Collection entries
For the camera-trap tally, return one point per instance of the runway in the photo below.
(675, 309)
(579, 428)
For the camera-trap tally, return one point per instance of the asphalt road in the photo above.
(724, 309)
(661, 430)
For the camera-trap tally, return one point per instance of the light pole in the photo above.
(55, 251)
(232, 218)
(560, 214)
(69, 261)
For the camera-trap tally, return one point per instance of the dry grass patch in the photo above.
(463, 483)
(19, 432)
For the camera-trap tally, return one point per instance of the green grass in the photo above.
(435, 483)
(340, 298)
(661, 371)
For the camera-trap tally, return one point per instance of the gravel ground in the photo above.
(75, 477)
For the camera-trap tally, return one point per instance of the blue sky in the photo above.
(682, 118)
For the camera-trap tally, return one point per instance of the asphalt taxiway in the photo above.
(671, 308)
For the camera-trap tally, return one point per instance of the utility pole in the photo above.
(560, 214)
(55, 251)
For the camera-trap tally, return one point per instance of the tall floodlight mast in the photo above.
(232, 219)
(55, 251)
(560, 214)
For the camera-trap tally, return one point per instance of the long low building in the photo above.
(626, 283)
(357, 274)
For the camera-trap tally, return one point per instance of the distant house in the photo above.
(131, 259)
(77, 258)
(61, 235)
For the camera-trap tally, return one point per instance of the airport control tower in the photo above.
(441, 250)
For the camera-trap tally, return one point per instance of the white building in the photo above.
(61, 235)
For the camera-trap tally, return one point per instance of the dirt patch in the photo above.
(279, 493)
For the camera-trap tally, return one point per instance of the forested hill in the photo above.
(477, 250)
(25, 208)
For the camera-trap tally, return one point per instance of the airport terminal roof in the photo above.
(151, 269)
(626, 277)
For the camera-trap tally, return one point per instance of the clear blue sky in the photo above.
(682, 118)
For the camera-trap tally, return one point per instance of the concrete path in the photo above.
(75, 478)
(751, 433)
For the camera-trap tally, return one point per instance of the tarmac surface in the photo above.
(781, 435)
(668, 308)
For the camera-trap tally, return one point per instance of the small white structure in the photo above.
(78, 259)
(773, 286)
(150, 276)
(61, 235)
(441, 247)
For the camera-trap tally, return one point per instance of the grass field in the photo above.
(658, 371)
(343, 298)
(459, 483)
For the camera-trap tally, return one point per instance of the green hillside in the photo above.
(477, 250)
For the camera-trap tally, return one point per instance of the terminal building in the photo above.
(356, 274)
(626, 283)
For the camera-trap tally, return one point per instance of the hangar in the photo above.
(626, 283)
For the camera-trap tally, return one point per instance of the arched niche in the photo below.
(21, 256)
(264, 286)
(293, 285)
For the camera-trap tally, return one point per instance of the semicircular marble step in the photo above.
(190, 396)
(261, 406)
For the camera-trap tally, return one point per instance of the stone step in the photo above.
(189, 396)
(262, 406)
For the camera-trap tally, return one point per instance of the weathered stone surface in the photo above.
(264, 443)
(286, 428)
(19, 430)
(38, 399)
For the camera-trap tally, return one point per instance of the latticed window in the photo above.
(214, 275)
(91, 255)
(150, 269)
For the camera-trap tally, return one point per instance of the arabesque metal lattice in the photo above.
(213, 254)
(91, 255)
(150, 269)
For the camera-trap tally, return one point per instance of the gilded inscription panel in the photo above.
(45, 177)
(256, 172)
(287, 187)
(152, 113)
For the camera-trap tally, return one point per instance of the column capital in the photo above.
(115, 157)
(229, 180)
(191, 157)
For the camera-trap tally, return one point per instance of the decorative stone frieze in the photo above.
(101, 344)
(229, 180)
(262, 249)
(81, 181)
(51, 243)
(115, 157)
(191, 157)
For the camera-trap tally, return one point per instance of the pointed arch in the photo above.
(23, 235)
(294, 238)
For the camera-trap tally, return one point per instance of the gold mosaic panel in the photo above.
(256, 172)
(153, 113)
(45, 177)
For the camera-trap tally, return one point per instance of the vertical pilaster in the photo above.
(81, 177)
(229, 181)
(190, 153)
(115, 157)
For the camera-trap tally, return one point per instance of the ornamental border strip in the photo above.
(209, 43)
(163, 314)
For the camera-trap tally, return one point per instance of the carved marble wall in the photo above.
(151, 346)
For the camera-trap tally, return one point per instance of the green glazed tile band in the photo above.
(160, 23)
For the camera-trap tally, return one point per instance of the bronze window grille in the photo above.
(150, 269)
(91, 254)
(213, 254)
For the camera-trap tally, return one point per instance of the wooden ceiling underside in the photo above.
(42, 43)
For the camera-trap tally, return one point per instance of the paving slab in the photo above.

» Task goal
Reproduce the line that contains "band in the photo above." and each line after it through the last line of the entries above, exactly; leave out all earlier lines.

» Response area
For the camera-trap tally, return one point per instance of the green glazed tile band in the photo above.
(160, 23)
For the camera-trap tally, return one point per instance of the bronze window grille in the photo above.
(150, 269)
(91, 254)
(213, 254)
For the camera-trap tally, return one point per instance of the wooden ceiling underside in the photo above.
(42, 43)
For the camera-trap tally, return one point per instance of the paving slab in the photo above.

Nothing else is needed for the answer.